:: TASK DESCRIPTION ::
Print, from the listing below, the lines starting at the line containing "If you could pin the bus" and ending at the line containing "If you could pin the blue", exactly as they stand, and print nothing else.

:: RAW DATA ::
____________________
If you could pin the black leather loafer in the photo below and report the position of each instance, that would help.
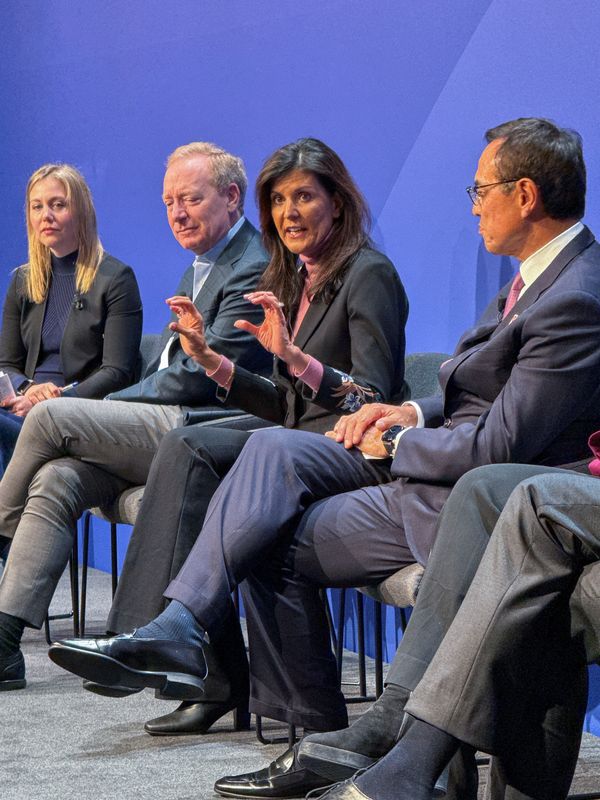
____________________
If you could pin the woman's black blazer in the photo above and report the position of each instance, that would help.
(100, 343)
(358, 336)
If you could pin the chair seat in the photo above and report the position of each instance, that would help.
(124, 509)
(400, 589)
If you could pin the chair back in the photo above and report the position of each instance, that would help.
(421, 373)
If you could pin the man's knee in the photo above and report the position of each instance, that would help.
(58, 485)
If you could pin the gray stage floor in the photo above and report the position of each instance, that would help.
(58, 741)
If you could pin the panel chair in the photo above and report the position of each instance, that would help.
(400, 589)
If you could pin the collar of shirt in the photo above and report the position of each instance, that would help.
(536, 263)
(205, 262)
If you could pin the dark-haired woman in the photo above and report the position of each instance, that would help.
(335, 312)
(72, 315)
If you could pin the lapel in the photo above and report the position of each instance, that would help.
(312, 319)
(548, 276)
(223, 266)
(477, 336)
____________________
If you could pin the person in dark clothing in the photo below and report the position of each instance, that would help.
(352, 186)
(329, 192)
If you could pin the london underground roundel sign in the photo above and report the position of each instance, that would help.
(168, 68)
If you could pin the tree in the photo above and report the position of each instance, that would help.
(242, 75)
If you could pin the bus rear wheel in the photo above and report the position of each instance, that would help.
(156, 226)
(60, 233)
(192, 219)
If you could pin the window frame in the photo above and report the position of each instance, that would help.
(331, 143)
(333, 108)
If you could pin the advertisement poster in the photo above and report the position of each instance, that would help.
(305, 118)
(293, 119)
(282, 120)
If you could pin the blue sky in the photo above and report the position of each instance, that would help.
____________________
:: EXERCISE ANSWER ::
If you could pin the bus rear wheel in the photo above and report the position of each instance, that would help.
(156, 226)
(60, 233)
(192, 219)
If you could pin the window frame in the photo above and report the position of each instance, that would help.
(331, 143)
(333, 108)
If you could pin the advertisement poster in the photo above and report the position of each instance, that would help.
(305, 118)
(293, 119)
(282, 120)
If you could pin the blue sky in the photo above and report the position of each instance, that would help.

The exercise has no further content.